Passage:
Calling the barbaric, murderous Khmer Rouge once more to mind.
Remember the Khmer Rouge
Historical ignorance isn’t bliss; it’s suicide.A forgetful society lives on the precipice of history’s abyss. Lloyd Billingsley reminded us of this when he warned, “as ever, the struggle against genocide is the struggle of memory against forgetting.”
Billingsley was referencing the Communist Khmer Rouge’s democidal frenzy of 1975-1979 that killed over 2,000,000 people, specifically “Cambodian children were clubbed to death and babies smashed against trees.” He provided a link to an historical, contemporaneous 1977 account of the communist regime and its bloodthirsty Angka Loeu (“organization on high”) leadership’s initial crimes against the Cambodian people and humanity: Murder of a Gentle Land: The Untold Story of Communist Genocide in Cambodia, by John Barron and Anthony Paul. It is a horrific chronicle of how the insidious tactics and crimes into which the murderous ideology of communism metastasizes and, ultimately, consumes a people.
It is a lesson of history that humanity ignores at its peril. Consequently, in the hope of reminding the present about the past to preserve the future, let us delve into Barron and Paul’s reportage of the survivors’ accounts of the Khmer Rouge’s barbarity perpetrated in the name of the very people these communists tortured and killed.

Supplied data:
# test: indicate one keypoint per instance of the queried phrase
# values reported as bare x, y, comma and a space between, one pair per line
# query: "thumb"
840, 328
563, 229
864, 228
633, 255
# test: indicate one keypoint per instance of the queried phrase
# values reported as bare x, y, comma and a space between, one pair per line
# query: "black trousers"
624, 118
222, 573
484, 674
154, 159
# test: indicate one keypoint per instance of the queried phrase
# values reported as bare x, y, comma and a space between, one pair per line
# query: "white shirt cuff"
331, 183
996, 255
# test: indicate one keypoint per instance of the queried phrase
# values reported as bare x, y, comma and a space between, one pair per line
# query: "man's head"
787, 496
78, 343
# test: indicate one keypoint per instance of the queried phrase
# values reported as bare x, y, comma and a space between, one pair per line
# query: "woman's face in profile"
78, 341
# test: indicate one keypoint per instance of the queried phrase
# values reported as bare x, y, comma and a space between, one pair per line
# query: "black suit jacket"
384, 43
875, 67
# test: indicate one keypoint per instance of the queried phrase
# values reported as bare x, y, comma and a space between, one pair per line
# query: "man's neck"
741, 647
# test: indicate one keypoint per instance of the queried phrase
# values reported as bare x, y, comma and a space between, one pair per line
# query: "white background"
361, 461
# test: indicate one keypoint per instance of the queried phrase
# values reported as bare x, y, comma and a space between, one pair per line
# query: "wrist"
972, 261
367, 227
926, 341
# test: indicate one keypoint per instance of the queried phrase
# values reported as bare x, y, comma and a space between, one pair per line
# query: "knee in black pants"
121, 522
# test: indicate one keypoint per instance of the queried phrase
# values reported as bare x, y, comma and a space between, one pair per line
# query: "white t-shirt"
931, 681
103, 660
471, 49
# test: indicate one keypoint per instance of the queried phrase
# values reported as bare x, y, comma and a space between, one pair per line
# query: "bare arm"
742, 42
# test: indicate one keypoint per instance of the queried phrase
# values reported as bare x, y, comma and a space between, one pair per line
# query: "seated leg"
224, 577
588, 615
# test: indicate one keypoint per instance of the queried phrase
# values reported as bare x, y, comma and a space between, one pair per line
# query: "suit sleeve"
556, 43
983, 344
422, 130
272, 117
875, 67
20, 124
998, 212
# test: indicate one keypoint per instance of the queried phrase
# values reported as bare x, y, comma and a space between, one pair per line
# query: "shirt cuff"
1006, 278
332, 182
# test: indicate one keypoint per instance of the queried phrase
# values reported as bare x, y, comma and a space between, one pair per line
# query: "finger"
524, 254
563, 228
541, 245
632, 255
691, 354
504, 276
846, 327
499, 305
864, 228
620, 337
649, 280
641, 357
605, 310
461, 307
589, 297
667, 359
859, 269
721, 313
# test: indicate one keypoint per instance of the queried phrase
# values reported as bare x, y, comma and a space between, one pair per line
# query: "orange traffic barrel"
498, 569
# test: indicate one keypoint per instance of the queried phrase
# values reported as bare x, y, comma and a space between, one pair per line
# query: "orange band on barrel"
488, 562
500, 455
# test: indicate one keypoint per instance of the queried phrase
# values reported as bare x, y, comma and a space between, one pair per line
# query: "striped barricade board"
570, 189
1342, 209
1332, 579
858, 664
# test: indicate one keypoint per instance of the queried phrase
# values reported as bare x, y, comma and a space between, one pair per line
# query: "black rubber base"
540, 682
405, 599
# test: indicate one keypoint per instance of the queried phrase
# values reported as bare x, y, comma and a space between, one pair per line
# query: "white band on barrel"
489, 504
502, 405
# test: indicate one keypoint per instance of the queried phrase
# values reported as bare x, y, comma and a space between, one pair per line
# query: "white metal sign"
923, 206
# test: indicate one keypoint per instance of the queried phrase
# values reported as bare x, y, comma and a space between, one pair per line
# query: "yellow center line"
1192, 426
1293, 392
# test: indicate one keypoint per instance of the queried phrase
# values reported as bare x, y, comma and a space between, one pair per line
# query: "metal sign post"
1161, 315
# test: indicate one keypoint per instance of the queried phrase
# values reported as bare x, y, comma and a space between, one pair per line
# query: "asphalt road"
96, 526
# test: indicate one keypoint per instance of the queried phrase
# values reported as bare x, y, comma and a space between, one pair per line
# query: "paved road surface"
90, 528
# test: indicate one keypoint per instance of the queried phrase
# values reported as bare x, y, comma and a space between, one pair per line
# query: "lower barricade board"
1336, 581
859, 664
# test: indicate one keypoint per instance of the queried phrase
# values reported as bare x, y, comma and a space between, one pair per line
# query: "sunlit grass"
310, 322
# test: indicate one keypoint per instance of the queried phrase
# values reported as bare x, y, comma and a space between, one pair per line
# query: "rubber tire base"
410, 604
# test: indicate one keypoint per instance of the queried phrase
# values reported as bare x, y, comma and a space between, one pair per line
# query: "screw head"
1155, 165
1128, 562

---

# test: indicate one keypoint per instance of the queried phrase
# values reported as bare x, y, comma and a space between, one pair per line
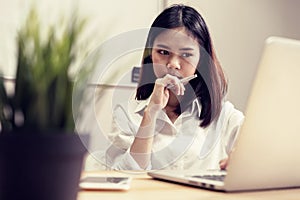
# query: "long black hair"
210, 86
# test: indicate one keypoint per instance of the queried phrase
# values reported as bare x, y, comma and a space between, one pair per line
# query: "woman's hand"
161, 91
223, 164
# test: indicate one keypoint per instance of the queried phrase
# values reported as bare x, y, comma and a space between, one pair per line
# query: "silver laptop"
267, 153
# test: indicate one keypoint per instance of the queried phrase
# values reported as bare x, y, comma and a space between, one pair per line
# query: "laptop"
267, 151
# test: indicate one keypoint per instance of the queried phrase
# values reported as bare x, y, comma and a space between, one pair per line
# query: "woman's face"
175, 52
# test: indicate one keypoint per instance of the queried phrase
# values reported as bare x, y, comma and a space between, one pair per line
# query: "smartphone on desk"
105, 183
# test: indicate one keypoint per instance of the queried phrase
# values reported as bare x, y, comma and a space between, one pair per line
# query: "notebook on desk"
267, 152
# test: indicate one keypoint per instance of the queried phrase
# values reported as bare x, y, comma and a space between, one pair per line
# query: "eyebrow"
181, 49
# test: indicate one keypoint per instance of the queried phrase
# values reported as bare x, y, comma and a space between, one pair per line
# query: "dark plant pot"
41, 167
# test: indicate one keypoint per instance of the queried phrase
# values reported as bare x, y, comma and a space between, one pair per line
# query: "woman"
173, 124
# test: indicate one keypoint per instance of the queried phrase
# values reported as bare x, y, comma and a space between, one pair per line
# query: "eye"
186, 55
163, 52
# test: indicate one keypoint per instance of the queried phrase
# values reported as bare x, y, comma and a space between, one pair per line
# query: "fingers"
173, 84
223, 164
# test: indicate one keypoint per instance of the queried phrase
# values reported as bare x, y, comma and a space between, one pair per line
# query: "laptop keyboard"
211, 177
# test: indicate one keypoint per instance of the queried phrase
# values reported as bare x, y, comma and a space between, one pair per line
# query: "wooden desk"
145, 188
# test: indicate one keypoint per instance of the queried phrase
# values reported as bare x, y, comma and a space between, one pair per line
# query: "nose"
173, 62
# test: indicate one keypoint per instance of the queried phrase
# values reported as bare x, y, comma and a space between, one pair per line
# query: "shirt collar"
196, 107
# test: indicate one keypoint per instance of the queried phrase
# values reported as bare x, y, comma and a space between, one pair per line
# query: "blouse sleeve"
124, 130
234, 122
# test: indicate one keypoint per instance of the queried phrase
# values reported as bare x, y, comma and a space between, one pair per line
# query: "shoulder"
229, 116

Written tasks:
(a) Decide whether each statement agrees with the passage on the Khmer Rouge, answering yes or no and quoting the deciding words of the passage.
(i) The Khmer Rouge killed more than two million people between 1975 and 1979.
(ii) Lloyd Billingsley wrote Murder of a Gentle Land.
(iii) Angka Loeu means "organization on high."
(b) Answer these questions from the passage on the Khmer Rouge.
(i) Who warned that the struggle against genocide is the struggle of memory against forgetting?
(ii) In what year was the contemporaneous account of the regime written?
(iii) Whose accounts does the reportage by Barron and Paul convey?
(c) Carry on the passage on the Khmer Rouge from its last sentence.
The items come from a different source than the passage on the Khmer Rouge.

Answers to the exercise:
(a)
(i) Yes: "democidal frenzy of 1975-1979 that killed over 2,000,000 people"
(ii) No: "by John Barron and Anthony Paul"
(iii) Yes: "Angka Loeu (“organization on high”)"

(b)
(i) Lloyd Billingsley
(ii) 1977
(iii) The survivors'

(c)
It’s your typical story of what Communist regimes always do, always have done, every time they’re allowed to take power. As such, it makes for some grim, gruesome reading. But as McCotter says, as Amerika v2.0 lapses ever further into its own version of Communist tyranny, Red in tooth and claw, we better damned well make sure we don’t forget. This quote is particularly chilling:
Angka spokesmen attempted to indoctrinate the prisoners at night, repeatedly sounding a basic refrain: ‘All of you are technicians. You are educated men, and the simple village people didn’t dare reeducate you. But we, your brothers from the army, are happy to reeducate and reshape you. In two years’ time, maybe, when you have adapted yourselves to the new regime, you will be allowed to return to Phnom Penh and your former profession. Meanwhile, you have to help Angka produce rice, to defend the country. Never refuse Angka’s orders, and stop thinking about your families.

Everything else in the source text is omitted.